Content starts
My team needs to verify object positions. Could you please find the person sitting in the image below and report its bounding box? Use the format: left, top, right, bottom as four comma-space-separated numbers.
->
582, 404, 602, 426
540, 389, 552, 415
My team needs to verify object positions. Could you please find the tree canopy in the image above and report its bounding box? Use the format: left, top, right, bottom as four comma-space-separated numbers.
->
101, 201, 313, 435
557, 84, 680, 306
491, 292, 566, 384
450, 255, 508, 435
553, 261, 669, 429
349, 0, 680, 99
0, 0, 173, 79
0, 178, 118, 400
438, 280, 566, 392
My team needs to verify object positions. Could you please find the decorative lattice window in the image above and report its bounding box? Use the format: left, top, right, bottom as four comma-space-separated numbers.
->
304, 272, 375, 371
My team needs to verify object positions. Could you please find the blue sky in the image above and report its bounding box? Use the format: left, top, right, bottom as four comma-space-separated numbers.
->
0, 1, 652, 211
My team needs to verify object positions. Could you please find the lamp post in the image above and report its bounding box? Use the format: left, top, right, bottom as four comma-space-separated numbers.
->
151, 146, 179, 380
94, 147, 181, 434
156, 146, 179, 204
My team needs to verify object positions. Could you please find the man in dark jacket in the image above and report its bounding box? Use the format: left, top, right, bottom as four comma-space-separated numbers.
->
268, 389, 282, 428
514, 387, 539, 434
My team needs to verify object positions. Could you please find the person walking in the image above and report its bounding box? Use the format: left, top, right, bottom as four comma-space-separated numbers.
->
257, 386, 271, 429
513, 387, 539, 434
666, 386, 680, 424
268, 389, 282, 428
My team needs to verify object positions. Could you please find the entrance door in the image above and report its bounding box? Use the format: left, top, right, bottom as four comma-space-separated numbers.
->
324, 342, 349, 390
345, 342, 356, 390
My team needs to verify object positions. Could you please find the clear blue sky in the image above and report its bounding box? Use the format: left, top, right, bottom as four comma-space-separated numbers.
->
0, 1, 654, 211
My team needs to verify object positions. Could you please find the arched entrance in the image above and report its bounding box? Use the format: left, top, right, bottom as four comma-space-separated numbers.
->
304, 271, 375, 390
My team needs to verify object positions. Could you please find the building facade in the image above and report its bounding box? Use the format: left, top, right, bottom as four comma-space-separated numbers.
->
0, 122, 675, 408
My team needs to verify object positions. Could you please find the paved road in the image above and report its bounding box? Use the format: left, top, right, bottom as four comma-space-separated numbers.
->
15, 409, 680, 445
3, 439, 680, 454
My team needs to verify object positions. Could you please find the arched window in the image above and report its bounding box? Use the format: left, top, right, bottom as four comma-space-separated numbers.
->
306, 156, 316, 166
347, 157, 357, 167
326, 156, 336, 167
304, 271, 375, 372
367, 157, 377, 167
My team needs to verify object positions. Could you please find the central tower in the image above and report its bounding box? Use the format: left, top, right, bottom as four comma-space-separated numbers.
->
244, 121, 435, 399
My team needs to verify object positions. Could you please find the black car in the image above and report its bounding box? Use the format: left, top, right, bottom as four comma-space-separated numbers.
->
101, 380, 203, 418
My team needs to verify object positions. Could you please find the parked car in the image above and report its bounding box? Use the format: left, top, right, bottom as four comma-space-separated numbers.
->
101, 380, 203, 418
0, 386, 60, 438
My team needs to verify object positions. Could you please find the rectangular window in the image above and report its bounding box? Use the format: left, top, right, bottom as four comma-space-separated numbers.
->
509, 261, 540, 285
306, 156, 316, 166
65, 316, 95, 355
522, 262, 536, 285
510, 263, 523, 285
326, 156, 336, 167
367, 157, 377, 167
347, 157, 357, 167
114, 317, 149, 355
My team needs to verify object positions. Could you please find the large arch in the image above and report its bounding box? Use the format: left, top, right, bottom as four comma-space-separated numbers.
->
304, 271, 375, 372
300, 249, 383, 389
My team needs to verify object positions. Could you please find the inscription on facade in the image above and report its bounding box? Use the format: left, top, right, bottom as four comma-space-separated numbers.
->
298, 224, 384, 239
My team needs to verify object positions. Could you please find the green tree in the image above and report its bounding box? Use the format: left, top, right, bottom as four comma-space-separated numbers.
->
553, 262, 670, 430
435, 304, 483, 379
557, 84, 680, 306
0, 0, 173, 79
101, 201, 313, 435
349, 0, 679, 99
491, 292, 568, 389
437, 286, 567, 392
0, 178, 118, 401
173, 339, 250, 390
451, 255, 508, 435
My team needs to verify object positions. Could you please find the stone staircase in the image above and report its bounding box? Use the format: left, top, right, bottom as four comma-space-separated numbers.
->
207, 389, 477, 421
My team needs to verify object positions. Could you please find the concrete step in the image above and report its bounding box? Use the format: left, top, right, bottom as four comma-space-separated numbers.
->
Content ends
◆ DIRECTIONS FOR THIS TASK ◆
Every line above from the line with "find the man" to the line with "the person walking" is wanted, ends included; write them out exactly and add no other line.

◆ WRITTEN ANSWER ◆
My team needs to verify object positions. Could you please find the man in dark jacket in the image above and report its bounding box? Use the format: left, top, right, bottom as four comma-space-separated numbers.
->
268, 389, 282, 428
514, 387, 539, 434
My team needs to verify object positions. Could you please find the person walking in the image above and report its bounding box? Use the format: left, top, right, bottom as four comma-space-separated numbers.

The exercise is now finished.